> [Excerpted passage]
------------------------------------------------------------------------

Not surprisingly, the answer to that question is: It depends. If you want a clear swimming hole, or trophy bass lake, the optimum water clarity will be different.
The clarity or visibility of your pond affects many aspects of your pond's specific ecosystem. Primary productivity, vegetation growth and abundance, fish condition, and dissolved oxygen concentration are all influenced by water clarity. Water clarity is affected by a large number of factors including: suspended solids (t.s.s), turbidity (number of individual particles), and density of microorganisms (phytoplankton). By managing these factors, you can manipulate the clarity of your pond to best suit your goals for the pond.
Just How Clear is Your Pond?
The clarity of your pond is measured by lowering a black and white disc known as a secchi disc down to the point where you can no longer clearly see it. When you lose sight of the disc, mark the position on the rope and measure in inches down to the disc. This is best done in a sunny portion of the dock or off the sunny side of the boat to get the most accurate results.
Pond Clarity can be a Murky Issue
The ideal clarity for you and your pond is dependent on your intended use for the pond. If you want a clear swimming hole, or trophy bass lake, the recommended water clarity will be different. Too clear and too dirty/muddy can both lead to decreased relative weights of fish, so for the successful fishery it is best to be somewhere in the middle.

------------------------------------------------------------------------

> [Data excerpts]
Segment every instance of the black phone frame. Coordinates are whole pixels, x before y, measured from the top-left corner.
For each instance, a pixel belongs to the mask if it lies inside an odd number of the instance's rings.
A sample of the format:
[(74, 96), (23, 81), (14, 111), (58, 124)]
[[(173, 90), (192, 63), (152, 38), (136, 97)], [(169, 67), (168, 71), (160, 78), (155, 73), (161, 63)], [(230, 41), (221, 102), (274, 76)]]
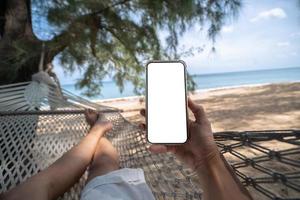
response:
[[(149, 141), (148, 139), (148, 65), (150, 63), (181, 63), (184, 66), (184, 93), (185, 93), (185, 112), (186, 112), (186, 133), (187, 133), (187, 137), (186, 137), (186, 141), (183, 143), (152, 143)], [(150, 144), (163, 144), (163, 145), (179, 145), (179, 144), (185, 144), (187, 143), (187, 141), (190, 138), (190, 133), (189, 133), (189, 124), (188, 124), (188, 101), (187, 101), (187, 70), (186, 70), (187, 66), (185, 64), (185, 62), (183, 60), (168, 60), (168, 61), (163, 61), (163, 60), (150, 60), (146, 63), (146, 112), (145, 112), (145, 116), (146, 116), (146, 139), (147, 142)]]

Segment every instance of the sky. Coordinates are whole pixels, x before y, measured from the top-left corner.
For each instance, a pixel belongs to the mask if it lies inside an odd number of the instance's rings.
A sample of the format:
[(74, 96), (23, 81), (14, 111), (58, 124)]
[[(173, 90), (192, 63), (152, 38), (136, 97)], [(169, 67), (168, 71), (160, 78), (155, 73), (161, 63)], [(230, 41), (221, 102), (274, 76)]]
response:
[(300, 5), (296, 0), (244, 1), (238, 19), (223, 27), (215, 53), (199, 27), (193, 27), (181, 43), (206, 47), (184, 58), (192, 74), (298, 67)]
[[(195, 25), (179, 39), (179, 47), (204, 47), (184, 57), (189, 73), (210, 74), (300, 66), (300, 3), (298, 0), (244, 0), (237, 19), (228, 21), (214, 44)], [(79, 72), (65, 74), (57, 61), (55, 71), (64, 83)]]

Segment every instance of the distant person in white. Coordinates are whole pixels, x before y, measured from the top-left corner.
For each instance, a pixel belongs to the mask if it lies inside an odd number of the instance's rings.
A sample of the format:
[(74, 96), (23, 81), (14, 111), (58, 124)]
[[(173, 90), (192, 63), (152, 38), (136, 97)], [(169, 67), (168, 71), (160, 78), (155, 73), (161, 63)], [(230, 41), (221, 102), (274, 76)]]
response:
[[(188, 142), (172, 146), (152, 145), (149, 150), (152, 153), (173, 152), (195, 170), (205, 200), (252, 199), (220, 155), (204, 109), (190, 99), (188, 105), (196, 119), (189, 120)], [(141, 114), (145, 115), (145, 110), (141, 110)], [(86, 112), (86, 119), (92, 128), (79, 144), (47, 169), (0, 194), (0, 199), (57, 199), (78, 181), (87, 167), (89, 173), (81, 193), (82, 200), (155, 199), (142, 169), (120, 169), (118, 152), (104, 137), (112, 124), (101, 120), (101, 116), (93, 111)]]

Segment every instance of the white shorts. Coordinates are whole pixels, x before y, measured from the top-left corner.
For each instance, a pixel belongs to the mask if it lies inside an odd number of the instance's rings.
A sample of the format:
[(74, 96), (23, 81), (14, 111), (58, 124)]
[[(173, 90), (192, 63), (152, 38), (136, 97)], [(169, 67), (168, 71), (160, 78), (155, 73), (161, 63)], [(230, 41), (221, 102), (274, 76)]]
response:
[(93, 178), (81, 192), (81, 200), (154, 200), (142, 169), (123, 168)]

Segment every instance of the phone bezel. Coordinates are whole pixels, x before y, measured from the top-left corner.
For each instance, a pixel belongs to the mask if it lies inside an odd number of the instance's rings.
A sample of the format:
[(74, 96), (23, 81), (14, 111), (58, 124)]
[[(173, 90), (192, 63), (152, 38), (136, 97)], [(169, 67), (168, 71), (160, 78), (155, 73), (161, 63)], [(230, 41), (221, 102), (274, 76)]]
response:
[[(151, 63), (181, 63), (184, 66), (184, 94), (185, 94), (185, 112), (186, 112), (186, 141), (184, 141), (183, 143), (152, 143), (149, 141), (148, 139), (148, 65)], [(151, 60), (148, 61), (146, 64), (146, 124), (147, 124), (147, 130), (146, 130), (146, 139), (147, 142), (149, 142), (150, 144), (163, 144), (163, 145), (177, 145), (177, 144), (185, 144), (190, 137), (189, 134), (189, 127), (188, 127), (188, 104), (187, 104), (187, 70), (186, 70), (186, 64), (183, 60), (169, 60), (169, 61), (163, 61), (163, 60)]]

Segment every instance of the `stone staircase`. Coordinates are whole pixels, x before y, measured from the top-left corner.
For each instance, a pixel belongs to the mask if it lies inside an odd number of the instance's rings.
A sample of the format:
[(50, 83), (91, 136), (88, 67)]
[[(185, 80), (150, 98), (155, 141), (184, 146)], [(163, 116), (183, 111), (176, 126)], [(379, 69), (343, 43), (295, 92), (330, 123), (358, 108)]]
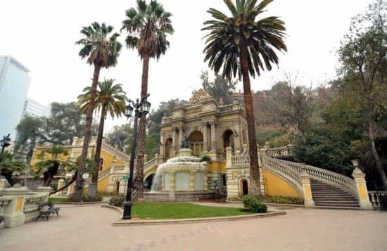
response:
[(315, 207), (360, 209), (355, 197), (337, 187), (310, 179), (310, 188)]

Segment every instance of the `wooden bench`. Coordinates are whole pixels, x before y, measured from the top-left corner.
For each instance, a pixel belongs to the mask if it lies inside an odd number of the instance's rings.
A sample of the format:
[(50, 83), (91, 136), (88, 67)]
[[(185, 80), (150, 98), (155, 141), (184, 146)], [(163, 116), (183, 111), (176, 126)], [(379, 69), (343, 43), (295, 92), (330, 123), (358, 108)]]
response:
[(35, 221), (37, 221), (39, 218), (46, 218), (48, 221), (51, 214), (56, 214), (56, 217), (58, 217), (59, 215), (60, 209), (59, 207), (53, 207), (53, 204), (51, 201), (38, 203), (38, 215)]

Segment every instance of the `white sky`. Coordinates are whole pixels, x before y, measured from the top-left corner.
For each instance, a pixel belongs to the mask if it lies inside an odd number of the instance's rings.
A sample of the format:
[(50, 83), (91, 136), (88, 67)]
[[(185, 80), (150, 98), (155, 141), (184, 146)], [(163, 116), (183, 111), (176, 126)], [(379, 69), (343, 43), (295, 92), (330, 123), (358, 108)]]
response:
[[(170, 48), (157, 63), (149, 66), (148, 101), (153, 108), (171, 98), (188, 99), (201, 86), (201, 71), (208, 70), (203, 63), (205, 34), (200, 30), (206, 13), (215, 8), (229, 14), (222, 0), (159, 0), (173, 14), (175, 32), (169, 37)], [(335, 51), (348, 32), (350, 19), (365, 10), (370, 0), (276, 0), (268, 6), (270, 15), (285, 22), (288, 52), (279, 53), (278, 68), (265, 72), (251, 81), (253, 90), (271, 87), (283, 79), (283, 72), (298, 70), (300, 84), (317, 85), (335, 77)], [(80, 31), (94, 21), (113, 25), (116, 32), (125, 18), (125, 11), (135, 7), (134, 0), (13, 0), (0, 8), (0, 56), (11, 55), (30, 70), (28, 97), (43, 104), (70, 102), (86, 86), (91, 85), (93, 67), (78, 56), (75, 41)], [(125, 32), (120, 37), (124, 45)], [(128, 97), (140, 95), (141, 63), (134, 51), (122, 48), (115, 68), (101, 70), (100, 80), (115, 79), (123, 84)], [(238, 89), (241, 89), (239, 84)], [(121, 118), (108, 119), (105, 131)]]

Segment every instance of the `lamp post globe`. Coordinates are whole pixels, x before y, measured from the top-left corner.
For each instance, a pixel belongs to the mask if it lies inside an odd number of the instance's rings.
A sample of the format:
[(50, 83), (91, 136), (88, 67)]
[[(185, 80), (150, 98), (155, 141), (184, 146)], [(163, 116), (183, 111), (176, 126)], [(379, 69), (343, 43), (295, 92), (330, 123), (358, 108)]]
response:
[[(136, 154), (136, 143), (137, 140), (137, 120), (139, 117), (146, 116), (151, 109), (151, 103), (146, 101), (149, 94), (144, 96), (140, 102), (139, 99), (134, 103), (133, 101), (129, 101), (129, 105), (125, 108), (125, 116), (128, 118), (132, 116), (133, 110), (134, 110), (134, 121), (133, 122), (133, 137), (132, 140), (132, 149), (130, 151), (130, 162), (129, 164), (129, 179), (126, 191), (125, 201), (124, 202), (124, 212), (122, 219), (132, 219), (132, 188), (133, 187), (133, 173), (134, 169), (134, 155)], [(130, 103), (133, 107), (130, 105)]]

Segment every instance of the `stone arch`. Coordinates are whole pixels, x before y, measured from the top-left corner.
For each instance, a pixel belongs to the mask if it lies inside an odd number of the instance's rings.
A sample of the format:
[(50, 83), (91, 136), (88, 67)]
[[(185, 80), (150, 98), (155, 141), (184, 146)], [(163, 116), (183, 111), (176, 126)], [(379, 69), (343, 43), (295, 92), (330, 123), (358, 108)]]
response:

------------------------------------------------------------------------

> [What the task requires] Write the next part of the article on pond water clarity, picking up after its last sentence. The material was drawn from a different source than the pond clarity article.

> [Task response]
As a good rule of thumb optimal clarity for Largemouth Bass (Micropterus salmoides) production is about 18-24 inches of visibility (as seen above). Largemouth are ambush predators and rely heavily on eyesight and vibrations detected through their lateral lines to locate forage species. When subjected to environments with less than 18 inches of clarity bass have to almost exclusively use their lateral line to locate their forage. This in turn makes them a less effective predator. When present in an environment with greater than 24 inches of clarity, the bass are able to effectively utilize both eyesight and their lateral line to locate and feed on forage species. However, as visibility increases the bass’s ability to ambush decreases.
Bass are less effective open water predators and are required to expend greater amounts of energy to chase their forage, in turn decreasing their growth rates. When presented with environments within 18-24 inches of visibility bass are able to utilize sight and vibrations through their lateral line all while still effectively maintaining an ambush feeding strategy. This allows for greater net nutrient gain as less energy is needed to be expended on each meal.
Problems Associated with Clarity Extremes
One of the most common issues associated with really clear ponds is overabundant submergent vegetation growth. Submergent species such as coontail, baby pondweed, and southern naiad have strong tendencies to take over any area of substrate that has adequate amounts of sunlight. Clear water allows sunlight to penetrate deeper into the water column and creates more suitable area for aquatic plants to grow on the bottom of your pond. Once species such as the ones listed earlier have established they can be difficult to control. Means of controlling include chemical treatments or biological controls such as grass carp (Ctenopharyngodon idella). Chemical controls can be costly while biological controls take considerable time to really make a noticeable effect.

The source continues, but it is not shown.